* [GIVEN ENTRIES]:
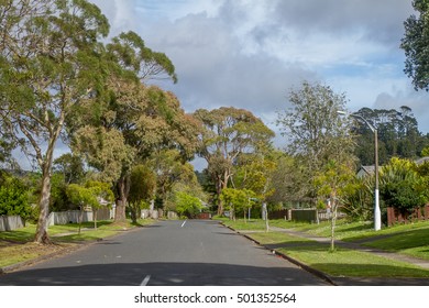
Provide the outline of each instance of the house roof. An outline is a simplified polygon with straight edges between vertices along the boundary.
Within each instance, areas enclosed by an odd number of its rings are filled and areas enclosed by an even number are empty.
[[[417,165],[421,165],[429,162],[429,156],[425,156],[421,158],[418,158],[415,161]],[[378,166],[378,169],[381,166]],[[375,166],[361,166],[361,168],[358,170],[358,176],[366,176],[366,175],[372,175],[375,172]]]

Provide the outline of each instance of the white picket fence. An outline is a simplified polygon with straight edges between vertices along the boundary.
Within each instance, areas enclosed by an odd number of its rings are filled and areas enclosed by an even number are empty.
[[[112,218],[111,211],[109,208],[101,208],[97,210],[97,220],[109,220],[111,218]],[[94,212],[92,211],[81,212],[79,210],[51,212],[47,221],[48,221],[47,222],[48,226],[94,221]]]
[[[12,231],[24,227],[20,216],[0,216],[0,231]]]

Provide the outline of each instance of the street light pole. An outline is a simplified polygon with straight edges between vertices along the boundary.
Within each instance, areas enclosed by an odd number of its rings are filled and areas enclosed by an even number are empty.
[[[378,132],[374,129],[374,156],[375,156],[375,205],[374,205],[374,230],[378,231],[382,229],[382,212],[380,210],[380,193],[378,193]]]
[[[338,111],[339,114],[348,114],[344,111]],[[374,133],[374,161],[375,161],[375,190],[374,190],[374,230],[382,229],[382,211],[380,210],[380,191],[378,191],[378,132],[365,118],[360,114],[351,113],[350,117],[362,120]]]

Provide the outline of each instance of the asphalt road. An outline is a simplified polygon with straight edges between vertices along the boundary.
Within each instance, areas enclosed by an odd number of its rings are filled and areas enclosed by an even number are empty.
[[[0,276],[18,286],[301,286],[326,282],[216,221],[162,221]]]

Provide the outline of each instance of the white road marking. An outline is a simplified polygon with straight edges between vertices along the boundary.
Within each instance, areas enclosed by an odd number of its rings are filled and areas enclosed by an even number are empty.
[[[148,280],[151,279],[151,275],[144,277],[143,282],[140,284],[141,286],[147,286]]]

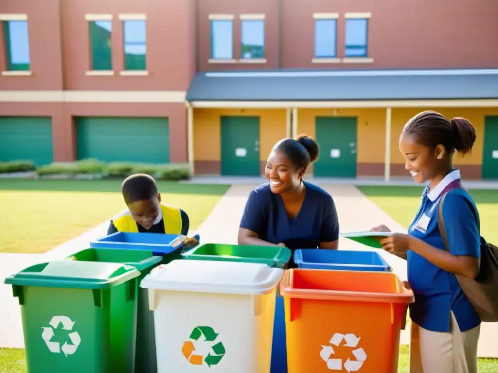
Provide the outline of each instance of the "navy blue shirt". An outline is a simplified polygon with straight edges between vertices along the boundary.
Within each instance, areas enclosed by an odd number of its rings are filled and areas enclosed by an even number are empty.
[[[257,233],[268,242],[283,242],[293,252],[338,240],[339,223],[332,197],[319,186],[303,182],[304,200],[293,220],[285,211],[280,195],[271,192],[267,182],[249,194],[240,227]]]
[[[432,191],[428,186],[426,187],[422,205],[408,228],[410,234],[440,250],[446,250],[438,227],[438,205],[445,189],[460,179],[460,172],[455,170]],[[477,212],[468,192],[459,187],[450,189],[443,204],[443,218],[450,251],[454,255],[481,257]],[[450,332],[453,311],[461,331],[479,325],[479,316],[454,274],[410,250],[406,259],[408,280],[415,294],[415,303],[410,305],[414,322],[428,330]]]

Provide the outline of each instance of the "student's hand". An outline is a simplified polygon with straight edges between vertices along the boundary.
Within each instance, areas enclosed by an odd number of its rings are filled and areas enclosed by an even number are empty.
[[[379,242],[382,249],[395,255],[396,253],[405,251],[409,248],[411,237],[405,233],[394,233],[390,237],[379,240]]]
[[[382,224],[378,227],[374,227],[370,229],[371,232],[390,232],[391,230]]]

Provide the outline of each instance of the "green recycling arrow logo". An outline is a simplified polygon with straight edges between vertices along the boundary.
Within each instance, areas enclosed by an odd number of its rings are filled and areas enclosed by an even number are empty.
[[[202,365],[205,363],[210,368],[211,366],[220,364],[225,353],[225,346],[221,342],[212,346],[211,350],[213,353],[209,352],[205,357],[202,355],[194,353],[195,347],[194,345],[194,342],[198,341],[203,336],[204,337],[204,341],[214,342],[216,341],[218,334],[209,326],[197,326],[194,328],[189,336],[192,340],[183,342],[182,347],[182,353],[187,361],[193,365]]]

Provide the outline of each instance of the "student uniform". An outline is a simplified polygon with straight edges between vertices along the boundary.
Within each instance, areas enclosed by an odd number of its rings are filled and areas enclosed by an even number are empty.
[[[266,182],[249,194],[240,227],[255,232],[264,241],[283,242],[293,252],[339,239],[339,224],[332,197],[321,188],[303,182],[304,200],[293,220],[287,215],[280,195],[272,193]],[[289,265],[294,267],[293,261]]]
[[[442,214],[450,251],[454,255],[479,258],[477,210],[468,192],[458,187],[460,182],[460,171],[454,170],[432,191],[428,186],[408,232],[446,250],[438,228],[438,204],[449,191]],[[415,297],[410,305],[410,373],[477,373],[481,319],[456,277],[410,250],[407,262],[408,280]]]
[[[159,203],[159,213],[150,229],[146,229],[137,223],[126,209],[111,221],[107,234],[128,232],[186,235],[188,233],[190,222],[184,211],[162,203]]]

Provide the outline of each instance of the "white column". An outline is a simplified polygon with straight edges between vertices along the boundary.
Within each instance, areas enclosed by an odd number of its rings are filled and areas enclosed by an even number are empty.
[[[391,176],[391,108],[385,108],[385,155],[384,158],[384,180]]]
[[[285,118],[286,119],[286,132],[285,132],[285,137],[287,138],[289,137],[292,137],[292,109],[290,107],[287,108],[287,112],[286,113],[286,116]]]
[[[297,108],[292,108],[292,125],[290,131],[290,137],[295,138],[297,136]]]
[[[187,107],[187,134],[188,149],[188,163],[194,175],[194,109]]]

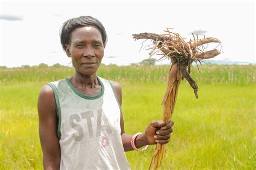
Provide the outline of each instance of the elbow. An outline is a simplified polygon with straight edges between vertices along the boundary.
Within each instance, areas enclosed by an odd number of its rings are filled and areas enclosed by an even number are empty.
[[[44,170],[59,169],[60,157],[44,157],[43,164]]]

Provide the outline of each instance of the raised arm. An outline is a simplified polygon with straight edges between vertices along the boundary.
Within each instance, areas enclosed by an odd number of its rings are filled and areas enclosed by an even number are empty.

* [PROBLEM STATEMENT]: Write out the entries again, from their start through the line holding "[[[12,231],[24,227],[20,216],[0,216],[0,231]]]", inclusive, and move every polygon coordinate in the answers by adding 78 to it. Leave the pictures out.

* [COMPLETED TASK]:
Provide the outline of each instance of the house roof. An outline is a simplified polygon with straight edges between vertices along the boundary.
Within each instance, areas enclosed by an odd number of its rings are filled and areas enclosed by an even number are empty.
[[[495,243],[499,243],[507,240],[507,234],[503,234],[499,236],[496,236],[493,239]],[[456,244],[456,247],[459,244]],[[453,244],[439,244],[439,246],[436,248],[436,254],[444,254],[444,253],[450,253],[453,250]]]

Provide the outline of each instance of the white picket fence. An outline is a simplified polygon with straight edges between vertices along the boundary.
Within each instance, areas enclosed by an odd number of its rings are filled and areas enclosed by an even number are empty.
[[[190,296],[189,289],[187,286],[179,286],[175,288],[175,298],[187,298],[189,296]],[[172,290],[170,289],[159,290],[157,288],[129,290],[125,299],[126,299],[125,300],[126,304],[172,299]]]
[[[90,309],[102,305],[98,294],[78,294],[78,309]]]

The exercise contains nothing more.